* Aufgabenstellung
Überführe die folgenden Zeilen in eine Markdown-Tabelle mit den Spalten „Nr.“ für die fortlaufende Zeilennummer und „Zeile“ für den Zeilentext, ohne Leerzeilen. Die Bilder gehören nicht in die Tabelle.

* Beispiele zur Punktmarkierung
****************
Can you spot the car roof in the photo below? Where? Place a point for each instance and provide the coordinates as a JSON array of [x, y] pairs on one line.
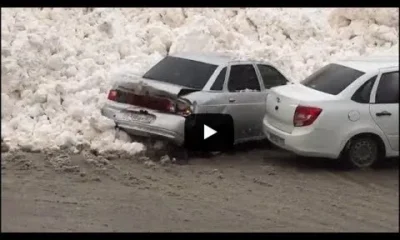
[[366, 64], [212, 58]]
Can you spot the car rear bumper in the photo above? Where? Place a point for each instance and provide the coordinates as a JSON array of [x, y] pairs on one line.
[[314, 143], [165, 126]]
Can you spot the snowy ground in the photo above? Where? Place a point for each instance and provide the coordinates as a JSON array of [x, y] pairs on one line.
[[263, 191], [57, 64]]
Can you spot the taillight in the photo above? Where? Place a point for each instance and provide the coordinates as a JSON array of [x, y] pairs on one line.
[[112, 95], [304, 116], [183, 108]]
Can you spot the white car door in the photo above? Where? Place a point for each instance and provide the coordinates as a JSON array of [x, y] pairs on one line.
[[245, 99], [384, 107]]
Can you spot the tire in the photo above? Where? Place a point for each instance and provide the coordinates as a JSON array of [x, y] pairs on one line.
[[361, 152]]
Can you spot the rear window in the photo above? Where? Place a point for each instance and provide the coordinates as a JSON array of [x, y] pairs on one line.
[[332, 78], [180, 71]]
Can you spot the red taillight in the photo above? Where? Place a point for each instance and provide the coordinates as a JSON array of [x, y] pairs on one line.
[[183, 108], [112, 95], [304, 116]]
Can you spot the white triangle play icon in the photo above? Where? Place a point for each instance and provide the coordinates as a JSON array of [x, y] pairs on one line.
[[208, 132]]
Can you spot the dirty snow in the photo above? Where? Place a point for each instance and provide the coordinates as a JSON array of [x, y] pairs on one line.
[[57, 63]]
****************
* Erwartete Ausgabe
| Nr. | Zeile |
|---|---|
| 1 | Can you spot the car roof in the photo below? Where? Place a point for each instance and provide the coordinates as a JSON array of [x, y] pairs on one line. |
| 2 | [[366, 64], [212, 58]] |
| 3 | Can you spot the car rear bumper in the photo above? Where? Place a point for each instance and provide the coordinates as a JSON array of [x, y] pairs on one line. |
| 4 | [[314, 143], [165, 126]] |
| 5 | Can you spot the snowy ground in the photo above? Where? Place a point for each instance and provide the coordinates as a JSON array of [x, y] pairs on one line. |
| 6 | [[263, 191], [57, 64]] |
| 7 | Can you spot the taillight in the photo above? Where? Place a point for each instance and provide the coordinates as a JSON array of [x, y] pairs on one line. |
| 8 | [[112, 95], [304, 116], [183, 108]] |
| 9 | Can you spot the white car door in the photo above? Where? Place a point for each instance and provide the coordinates as a JSON array of [x, y] pairs on one line. |
| 10 | [[245, 99], [384, 107]] |
| 11 | Can you spot the tire in the photo above? Where? Place a point for each instance and provide the coordinates as a JSON array of [x, y] pairs on one line. |
| 12 | [[361, 152]] |
| 13 | Can you spot the rear window in the photo above? Where? Place a point for each instance and provide the coordinates as a JSON array of [x, y] pairs on one line. |
| 14 | [[332, 78], [180, 71]] |
| 15 | Can you spot the red taillight in the photo above? Where? Place a point for each instance and provide the coordinates as a JSON array of [x, y] pairs on one line. |
| 16 | [[183, 108], [112, 95], [304, 116]] |
| 17 | Can you spot the white triangle play icon in the photo above? Where? Place a point for each instance and provide the coordinates as a JSON array of [x, y] pairs on one line. |
| 18 | [[208, 132]] |
| 19 | Can you spot the dirty snow in the photo above? Where? Place a point for each instance and provide the coordinates as a JSON array of [x, y] pairs on one line. |
| 20 | [[57, 63]] |